- _EXTRACT_

-- begin --

[<prev] [next>] [thread-next>] [day] [month] [year] [list]
Message-Id: <20181210171318.16998-1-vgoyal@redhat.com>
Date: Mon, 10 Dec 2018 12:12:26 -0500
From: Vivek Goyal <vgoyal@...hat.com>
To: linux-fsdevel@...r.kernel.org, linux-kernel@...r.kernel.org,
kvm@...r.kernel.org
Cc: vgoyal@...hat.com, miklos@...redi.hu, stefanha@...hat.com,
dgilbert@...hat.com, sweil@...hat.com, swhiteho@...hat.com
Subject: [PATCH 00/52] [RFC] virtio-fs: shared file system for virtual machines
Hi,
Here are RFC patches for virtio-fs. Looking for feedback on this approach.
These patches should apply on top of 4.20-rc5. We have also put code for
various components here.
https://gitlab.com/virtio-fs
Problem Description
===================
We want to be able to take a directory tree on the host and share it with
guest[s]. Our goal is to be able to do it in a fast, consistent and secure
manner. Our primary use case is kata containers, but it should be usable in
other scenarios as well.

-- end --

Saved data entries:
-- begin --

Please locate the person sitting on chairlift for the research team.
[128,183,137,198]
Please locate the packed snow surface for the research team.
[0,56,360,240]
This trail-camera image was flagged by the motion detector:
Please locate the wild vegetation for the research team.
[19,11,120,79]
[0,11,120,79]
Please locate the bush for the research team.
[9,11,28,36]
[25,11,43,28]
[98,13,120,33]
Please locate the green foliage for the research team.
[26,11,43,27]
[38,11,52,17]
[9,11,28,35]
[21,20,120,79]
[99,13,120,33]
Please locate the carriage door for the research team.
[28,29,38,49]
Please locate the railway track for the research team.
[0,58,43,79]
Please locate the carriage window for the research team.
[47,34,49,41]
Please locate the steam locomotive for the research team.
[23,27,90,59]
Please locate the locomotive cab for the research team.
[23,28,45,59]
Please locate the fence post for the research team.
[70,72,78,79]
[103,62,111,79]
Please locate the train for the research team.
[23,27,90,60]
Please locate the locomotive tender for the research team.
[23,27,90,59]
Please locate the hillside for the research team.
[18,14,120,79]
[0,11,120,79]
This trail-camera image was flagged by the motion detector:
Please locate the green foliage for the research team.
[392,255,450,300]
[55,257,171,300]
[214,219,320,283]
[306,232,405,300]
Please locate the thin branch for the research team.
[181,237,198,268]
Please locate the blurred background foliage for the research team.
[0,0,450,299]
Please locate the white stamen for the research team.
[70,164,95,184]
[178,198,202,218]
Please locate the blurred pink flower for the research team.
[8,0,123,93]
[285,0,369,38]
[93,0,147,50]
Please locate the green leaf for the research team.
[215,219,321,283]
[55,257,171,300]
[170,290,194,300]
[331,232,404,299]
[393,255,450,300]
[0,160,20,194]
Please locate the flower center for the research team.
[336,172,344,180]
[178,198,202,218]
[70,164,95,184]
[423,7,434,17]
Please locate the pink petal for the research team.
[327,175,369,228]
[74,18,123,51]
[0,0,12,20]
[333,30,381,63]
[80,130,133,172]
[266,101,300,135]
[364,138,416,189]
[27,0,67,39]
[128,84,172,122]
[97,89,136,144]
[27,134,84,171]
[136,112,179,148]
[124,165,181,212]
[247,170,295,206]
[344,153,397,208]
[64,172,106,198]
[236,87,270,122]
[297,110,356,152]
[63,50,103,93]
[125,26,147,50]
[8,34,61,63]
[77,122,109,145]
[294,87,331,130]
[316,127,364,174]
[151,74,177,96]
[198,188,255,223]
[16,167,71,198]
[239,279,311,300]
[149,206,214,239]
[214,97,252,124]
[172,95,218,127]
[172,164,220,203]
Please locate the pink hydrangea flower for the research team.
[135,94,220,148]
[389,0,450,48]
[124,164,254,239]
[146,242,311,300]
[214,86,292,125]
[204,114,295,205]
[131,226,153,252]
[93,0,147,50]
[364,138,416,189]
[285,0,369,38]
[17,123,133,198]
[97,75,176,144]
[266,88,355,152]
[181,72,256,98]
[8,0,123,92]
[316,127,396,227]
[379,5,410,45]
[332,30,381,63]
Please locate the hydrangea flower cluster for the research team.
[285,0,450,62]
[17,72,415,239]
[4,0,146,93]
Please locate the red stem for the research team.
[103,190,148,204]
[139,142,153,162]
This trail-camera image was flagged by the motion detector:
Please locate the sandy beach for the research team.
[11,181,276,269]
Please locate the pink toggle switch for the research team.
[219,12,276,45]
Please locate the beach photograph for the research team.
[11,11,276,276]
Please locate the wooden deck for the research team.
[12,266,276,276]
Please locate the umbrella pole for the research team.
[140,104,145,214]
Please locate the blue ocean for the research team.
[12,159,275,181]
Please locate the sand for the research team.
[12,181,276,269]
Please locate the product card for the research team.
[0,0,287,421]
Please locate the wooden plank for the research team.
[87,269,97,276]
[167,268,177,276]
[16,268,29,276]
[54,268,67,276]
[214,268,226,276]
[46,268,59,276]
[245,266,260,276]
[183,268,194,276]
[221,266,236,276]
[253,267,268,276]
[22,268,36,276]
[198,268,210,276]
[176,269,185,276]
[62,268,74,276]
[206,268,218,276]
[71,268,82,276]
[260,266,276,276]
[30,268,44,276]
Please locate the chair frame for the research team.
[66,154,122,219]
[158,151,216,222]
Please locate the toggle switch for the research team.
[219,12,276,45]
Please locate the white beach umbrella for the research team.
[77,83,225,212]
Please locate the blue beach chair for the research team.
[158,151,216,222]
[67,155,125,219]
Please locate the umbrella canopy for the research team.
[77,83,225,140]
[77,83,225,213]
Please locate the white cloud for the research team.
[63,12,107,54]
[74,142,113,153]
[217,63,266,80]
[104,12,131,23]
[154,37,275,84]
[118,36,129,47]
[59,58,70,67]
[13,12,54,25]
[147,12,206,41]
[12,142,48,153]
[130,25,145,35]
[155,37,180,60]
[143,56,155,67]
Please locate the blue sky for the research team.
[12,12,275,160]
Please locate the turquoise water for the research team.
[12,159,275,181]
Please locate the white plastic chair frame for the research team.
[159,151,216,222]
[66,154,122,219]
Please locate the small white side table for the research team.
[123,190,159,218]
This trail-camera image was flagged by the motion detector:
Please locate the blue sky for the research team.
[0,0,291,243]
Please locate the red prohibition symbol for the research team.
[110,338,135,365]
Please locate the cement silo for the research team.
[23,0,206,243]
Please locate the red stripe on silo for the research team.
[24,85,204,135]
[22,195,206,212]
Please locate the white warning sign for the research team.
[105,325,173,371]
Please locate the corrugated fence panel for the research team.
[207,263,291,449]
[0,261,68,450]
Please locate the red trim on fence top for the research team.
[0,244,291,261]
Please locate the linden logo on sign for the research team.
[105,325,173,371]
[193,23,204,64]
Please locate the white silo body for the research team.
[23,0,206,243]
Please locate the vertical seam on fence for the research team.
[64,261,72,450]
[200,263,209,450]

-- end --

- _DIRECTIONS_
Pick up the virtio-fs patch announcement after its last sentence and continue it in the same style.

- _TASK RESULT_
Containers may rely on local file system semantics for shared volumes,
read-write mounts that multiple containers access simultaneously. File
system changes must be visible to other containers with the same consistency
expected of a local file system, including mmap MAP_SHARED.
Existing Solutions
==================
We looked at existing solutions and virtio-9p already provides basic shared
file system functionality although does not offer local file system semantics,
causing some workloads and test suites to fail. In addition, virtio-9p
performance has been an issue for Kata Containers and we believe this cannot
be alleviated without major changes that do not fit into the 9P protocol.
Design Overview
===============
With the goal of designing something with better performance and local file
system semantics, a bunch of ideas were proposed.
- Use fuse protocol (instead of 9p) for communication between guest
and host. Guest kernel will be fuse client and a fuse server will
run on host to serve the requests. Benchmark results (see below) are
encouraging and show this approach performs well (2x to 8x improvement
depending on test being run).
- For data access inside guest, mmap portion of file in QEMU address
space and guest accesses this memory using dax. That way guest page
cache is bypassed and there is only one copy of data (on host). This
will also enable mmap(MAP_SHARED) between guests.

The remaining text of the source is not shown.